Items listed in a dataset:
★ ★ ★ ★ ★ ★ ★

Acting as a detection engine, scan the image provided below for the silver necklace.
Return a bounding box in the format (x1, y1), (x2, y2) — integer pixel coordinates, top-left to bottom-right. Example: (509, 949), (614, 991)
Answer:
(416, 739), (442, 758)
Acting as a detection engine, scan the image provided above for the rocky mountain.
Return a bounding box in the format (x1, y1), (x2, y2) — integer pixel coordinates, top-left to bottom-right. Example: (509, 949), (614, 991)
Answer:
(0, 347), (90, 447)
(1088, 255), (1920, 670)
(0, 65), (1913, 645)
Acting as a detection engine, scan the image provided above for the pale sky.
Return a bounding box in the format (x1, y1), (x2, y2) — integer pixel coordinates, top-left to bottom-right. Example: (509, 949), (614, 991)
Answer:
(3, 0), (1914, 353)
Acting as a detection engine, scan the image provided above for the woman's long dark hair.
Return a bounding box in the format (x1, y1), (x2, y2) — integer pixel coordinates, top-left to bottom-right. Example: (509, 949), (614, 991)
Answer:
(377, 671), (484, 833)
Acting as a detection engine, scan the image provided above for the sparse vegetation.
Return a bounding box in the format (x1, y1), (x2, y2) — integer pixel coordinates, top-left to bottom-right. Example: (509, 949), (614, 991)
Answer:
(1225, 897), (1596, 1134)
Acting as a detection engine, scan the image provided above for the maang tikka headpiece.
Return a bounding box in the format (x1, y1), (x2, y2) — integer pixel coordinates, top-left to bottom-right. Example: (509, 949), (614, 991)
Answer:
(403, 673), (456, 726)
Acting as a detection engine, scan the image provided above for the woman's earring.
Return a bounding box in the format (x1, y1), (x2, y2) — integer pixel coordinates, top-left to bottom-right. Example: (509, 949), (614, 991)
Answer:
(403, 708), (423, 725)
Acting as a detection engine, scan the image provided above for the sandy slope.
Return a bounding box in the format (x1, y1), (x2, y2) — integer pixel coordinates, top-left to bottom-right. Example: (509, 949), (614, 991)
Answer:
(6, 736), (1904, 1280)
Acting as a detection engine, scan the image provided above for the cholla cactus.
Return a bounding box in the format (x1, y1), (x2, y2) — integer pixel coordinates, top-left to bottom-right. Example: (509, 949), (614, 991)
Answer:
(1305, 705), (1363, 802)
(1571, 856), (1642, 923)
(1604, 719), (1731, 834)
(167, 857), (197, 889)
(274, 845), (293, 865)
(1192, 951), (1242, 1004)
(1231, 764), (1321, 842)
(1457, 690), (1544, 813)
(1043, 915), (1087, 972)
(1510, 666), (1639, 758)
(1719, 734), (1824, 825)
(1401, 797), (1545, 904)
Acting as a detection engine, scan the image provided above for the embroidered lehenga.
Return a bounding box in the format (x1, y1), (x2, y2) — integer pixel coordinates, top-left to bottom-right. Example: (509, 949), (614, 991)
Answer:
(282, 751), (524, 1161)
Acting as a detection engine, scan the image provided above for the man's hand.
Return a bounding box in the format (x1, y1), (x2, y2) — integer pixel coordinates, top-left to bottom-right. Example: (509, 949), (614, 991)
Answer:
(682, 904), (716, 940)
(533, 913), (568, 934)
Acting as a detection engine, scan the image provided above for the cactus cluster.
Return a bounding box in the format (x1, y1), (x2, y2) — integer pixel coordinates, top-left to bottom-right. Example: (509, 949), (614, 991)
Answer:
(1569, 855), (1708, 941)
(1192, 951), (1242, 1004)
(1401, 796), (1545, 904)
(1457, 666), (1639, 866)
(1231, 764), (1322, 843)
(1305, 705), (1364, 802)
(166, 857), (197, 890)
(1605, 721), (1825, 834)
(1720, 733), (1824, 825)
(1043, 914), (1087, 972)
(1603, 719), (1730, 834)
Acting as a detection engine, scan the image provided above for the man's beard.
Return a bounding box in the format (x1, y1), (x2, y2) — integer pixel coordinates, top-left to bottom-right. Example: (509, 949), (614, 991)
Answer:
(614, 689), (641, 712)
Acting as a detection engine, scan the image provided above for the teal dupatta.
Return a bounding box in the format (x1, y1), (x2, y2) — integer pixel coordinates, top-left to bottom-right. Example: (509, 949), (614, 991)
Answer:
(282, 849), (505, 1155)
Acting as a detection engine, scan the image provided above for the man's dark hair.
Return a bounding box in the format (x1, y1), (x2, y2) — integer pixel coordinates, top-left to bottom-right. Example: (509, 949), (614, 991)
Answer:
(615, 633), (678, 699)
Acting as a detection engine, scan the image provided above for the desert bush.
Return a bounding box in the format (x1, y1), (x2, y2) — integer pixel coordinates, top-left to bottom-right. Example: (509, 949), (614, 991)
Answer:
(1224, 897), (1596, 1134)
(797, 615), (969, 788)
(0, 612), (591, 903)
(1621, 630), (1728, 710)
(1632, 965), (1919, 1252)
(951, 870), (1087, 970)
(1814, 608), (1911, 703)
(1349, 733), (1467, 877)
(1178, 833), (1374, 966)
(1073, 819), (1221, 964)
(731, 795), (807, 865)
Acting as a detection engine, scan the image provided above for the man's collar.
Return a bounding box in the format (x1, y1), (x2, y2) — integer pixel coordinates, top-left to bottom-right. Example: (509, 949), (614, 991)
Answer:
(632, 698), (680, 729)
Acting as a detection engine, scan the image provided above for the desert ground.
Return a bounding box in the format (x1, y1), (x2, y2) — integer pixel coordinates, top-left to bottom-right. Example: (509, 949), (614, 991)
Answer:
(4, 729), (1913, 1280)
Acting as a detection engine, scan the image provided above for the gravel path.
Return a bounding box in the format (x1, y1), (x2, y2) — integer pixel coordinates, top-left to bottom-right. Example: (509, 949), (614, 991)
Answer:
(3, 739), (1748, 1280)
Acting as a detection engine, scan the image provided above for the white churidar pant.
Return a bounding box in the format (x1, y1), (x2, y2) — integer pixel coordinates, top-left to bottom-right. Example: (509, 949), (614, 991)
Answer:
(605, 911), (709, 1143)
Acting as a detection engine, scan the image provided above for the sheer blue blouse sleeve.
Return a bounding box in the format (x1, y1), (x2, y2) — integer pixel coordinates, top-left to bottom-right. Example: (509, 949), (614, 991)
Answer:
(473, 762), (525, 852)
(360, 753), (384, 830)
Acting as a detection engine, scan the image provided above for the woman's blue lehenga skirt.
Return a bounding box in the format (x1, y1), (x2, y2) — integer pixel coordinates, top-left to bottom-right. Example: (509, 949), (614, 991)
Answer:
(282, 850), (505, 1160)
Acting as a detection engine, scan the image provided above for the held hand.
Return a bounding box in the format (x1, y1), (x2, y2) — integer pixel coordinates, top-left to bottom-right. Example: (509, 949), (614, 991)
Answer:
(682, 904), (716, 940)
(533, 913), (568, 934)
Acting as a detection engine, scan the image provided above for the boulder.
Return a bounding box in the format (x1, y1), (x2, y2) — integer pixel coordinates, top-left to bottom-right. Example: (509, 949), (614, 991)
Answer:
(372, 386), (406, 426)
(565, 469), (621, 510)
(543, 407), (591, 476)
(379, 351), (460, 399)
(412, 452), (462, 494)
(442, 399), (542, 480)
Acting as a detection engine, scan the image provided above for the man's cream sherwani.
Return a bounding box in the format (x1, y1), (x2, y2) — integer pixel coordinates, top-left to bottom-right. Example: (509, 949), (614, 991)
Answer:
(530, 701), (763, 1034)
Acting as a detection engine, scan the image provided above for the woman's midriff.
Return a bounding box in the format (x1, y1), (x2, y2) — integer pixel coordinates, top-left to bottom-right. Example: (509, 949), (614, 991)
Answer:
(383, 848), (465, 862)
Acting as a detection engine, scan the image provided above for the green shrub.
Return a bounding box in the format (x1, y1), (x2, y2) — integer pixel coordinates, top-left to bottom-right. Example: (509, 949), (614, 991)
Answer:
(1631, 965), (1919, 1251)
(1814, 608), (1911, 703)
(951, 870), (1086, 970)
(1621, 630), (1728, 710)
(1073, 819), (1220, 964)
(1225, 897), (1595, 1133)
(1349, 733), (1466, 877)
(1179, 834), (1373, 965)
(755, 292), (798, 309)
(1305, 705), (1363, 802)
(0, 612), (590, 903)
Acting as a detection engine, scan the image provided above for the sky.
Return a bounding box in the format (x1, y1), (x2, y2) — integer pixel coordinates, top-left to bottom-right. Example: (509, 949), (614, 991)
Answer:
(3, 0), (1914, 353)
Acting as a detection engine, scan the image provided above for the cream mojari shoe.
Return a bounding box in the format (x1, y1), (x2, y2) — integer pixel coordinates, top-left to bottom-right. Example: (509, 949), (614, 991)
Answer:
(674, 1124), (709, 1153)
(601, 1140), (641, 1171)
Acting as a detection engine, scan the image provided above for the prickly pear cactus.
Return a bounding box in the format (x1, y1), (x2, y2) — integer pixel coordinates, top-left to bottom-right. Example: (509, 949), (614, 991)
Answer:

★ ★ ★ ★ ★ ★ ★

Work order:
Once you find the line with "the pale sky." above, print it and every line after it up to and including the line with "the woman's earring.", exactly as written and nothing else.

Result for this exercise:
Acting as a detection engine, scan the image provided above for the pale sky.
Return a bounding box in the format (x1, y1), (x2, y2) — integer pixel coordinates, top-left to bottom-right. Example: (509, 949), (614, 991)
Answer:
(3, 0), (1914, 353)
Acting as a detection engine, scan the image provided above for the woman's long dark hair.
Return a bounding box in the format (x1, y1), (x2, y2) — integer pixel coordinates, top-left to bottom-right. Example: (509, 949), (614, 991)
Answer:
(377, 671), (484, 833)
Acting as a detection engine, scan the image provided above for the sparse vegetation.
Return a bounding box in the format (x1, y1), (x2, y2) — integer pixel coordinates, top-left to bottom-right. Example: (509, 949), (614, 991)
Answer:
(1225, 897), (1596, 1134)
Acting as a detection engine, scan the image provided above for the maang tikka headpiece.
Return a bounding box in the format (x1, y1), (x2, y2) — integer pixel coordinates, top-left to bottom-right. Example: (509, 949), (614, 991)
Answer:
(403, 673), (456, 726)
Acting as a detection engine, scan the image provided above for the woman's earring.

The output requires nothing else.